Consigna propuesta A:
Copia de la reseña sobre las novelas de Luis Landero el pasaje que va desde "miércoles, 20 de" hasta "la editorial Tusquets.", este último incluido.

Vivo entre muchos libros y extraigo una gran parte de mis ganas de vivir del hecho de que aún leeré la mayoría de ellos. (Elias Canetti)

miércoles, 20 de mayo de 2015

LUIS LANDERO. HOY JÚPITER; ABSOLUCIÓN; EL BALCÓN EN INVIERNO
 
Hola, buenas tardes. Bienvenidos un miércoles más a Todos los libros un libro. Hoy, como cada miércoles, queremos proponeros una nueva recomendación de lectura que pueda resultaros de vuestro agrado. Esta tarde quiero hablaros de tres novelas muy difundidas, muy ‘publicitadas’, de un autor también bastante reconocido y hasta popular. Se trata de Hoy, Júpiter, Absolución y El balcón en invierno, tres de las últimas entregas novelísticas de Luis Landero, publicadas, como prácticamente toda su obra, por la editorial Tusquets.
 
Luis Landero debutó con la excepcional Juegos de la edad tardía en 1989, con la que fue Premio de la Crítica y Premio Nacional de Narrativa en 1990, y desde entonces ha mantenido una muy sólida carrera literaria centrada, con ligeras excepciones, en una serie de temas que han constituido las grandes preocupaciones de su obra desde aquella aparición fulgurante. El valor de la imaginación, el placer de las lecturas y el encantamiento que los libros proporcionan, la capacidad de transformación de nuestras vidas a través de la literatura, la búsqueda de la felicidad, el afán de todos los seres humanos por vivir otras existencias más logradas a las que casi nunca alcanzamos, el fracaso, la imposibilidad de realizar los sueños, el amor, sus gozos y sus frustraciones, la infancia, la anodina realidad cotidiana de cualquiera de nosotros, pobres hombres, oscuros y mediocres, son los leitmotivs recurrentes de la escasa media docena de novelas que nos ha ofrecido Landero desde entonces. De todo ello se ocupaba en ese Juegos de la edad tardía deslumbrante y también en magníficas obras posteriores como Caballeros de fortuna o El mágico aprendiz. Y ese es también el universo en el que se desenvuelven estas tres novelas, de 2007, 2012 y el pasado 2014, respectivamente, de las que hoy quiero hablaros.

Material presentado:
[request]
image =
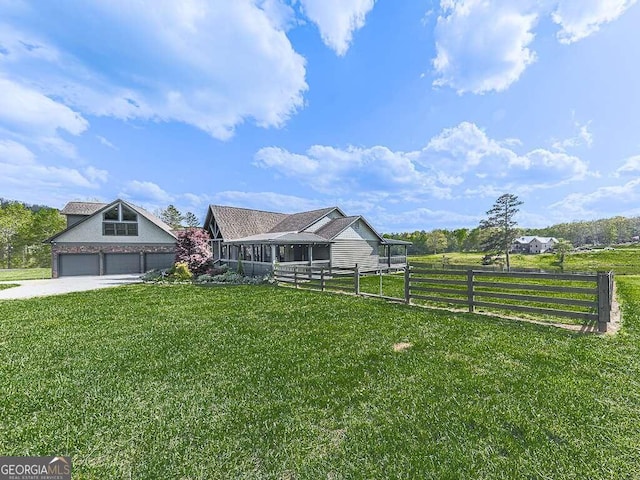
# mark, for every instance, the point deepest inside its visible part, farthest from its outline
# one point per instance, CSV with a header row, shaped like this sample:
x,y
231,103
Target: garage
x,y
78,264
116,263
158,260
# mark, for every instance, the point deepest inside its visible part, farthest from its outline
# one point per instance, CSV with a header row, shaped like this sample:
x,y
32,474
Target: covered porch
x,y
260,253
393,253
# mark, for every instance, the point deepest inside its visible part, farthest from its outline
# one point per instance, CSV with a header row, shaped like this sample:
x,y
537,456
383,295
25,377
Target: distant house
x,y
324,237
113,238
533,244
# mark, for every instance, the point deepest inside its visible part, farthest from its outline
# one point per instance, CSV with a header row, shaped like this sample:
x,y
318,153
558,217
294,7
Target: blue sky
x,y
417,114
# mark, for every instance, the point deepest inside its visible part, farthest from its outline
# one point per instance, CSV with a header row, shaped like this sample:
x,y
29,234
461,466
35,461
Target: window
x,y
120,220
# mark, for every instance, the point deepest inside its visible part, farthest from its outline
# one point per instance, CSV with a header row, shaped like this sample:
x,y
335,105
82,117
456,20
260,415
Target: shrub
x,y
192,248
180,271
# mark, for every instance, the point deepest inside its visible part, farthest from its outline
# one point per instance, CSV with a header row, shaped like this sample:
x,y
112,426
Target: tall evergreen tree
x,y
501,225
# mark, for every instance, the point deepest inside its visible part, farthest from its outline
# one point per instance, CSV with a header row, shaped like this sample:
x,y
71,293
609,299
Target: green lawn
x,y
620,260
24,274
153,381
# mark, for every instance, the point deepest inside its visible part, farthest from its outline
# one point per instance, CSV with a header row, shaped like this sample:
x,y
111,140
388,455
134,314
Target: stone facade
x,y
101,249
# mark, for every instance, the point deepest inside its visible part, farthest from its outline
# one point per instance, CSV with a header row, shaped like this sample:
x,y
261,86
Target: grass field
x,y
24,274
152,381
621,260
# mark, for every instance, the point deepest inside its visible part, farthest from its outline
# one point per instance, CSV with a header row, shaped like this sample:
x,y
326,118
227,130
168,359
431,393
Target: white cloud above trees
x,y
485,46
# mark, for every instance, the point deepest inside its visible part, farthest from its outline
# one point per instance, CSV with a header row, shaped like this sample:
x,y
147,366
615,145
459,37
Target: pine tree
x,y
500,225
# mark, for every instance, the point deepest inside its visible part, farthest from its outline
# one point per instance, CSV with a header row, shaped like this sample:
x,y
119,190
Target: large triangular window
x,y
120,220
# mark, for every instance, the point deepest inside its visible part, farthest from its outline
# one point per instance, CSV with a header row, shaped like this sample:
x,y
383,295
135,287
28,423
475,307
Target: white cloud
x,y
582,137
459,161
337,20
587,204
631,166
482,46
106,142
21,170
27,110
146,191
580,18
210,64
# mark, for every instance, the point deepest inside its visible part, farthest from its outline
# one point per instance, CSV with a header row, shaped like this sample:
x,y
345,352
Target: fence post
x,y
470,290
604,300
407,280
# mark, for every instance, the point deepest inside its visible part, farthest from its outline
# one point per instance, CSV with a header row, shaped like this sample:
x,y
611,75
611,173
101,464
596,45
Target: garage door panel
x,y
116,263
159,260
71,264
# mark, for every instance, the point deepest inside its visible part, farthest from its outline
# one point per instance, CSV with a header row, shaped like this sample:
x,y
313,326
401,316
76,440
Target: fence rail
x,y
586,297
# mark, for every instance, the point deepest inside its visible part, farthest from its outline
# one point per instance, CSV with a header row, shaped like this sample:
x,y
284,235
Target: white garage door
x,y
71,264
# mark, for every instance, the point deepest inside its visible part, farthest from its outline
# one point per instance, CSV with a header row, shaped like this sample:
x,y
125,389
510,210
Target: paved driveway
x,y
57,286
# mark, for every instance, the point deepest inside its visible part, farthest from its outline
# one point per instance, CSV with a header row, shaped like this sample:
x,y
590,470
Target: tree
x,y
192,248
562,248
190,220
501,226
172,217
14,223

Consigna propuesta B:
Indica cuántas líneas de las entradas contienen la cadena "garage". Responde únicamente con el número.

Respuesta completa A:
miércoles, 20 de mayo de 2015

LUIS LANDERO. HOY JÚPITER; ABSOLUCIÓN; EL BALCÓN EN INVIERNO
 
Hola, buenas tardes. Bienvenidos un miércoles más a Todos los libros un libro. Hoy, como cada miércoles, queremos proponeros una nueva recomendación de lectura que pueda resultaros de vuestro agrado. Esta tarde quiero hablaros de tres novelas muy difundidas, muy ‘publicitadas’, de un autor también bastante reconocido y hasta popular. Se trata de Hoy, Júpiter, Absolución y El balcón en invierno, tres de las últimas entregas novelísticas de Luis Landero, publicadas, como prácticamente toda su obra, por la editorial Tusquets.

Respuesta completa B:
3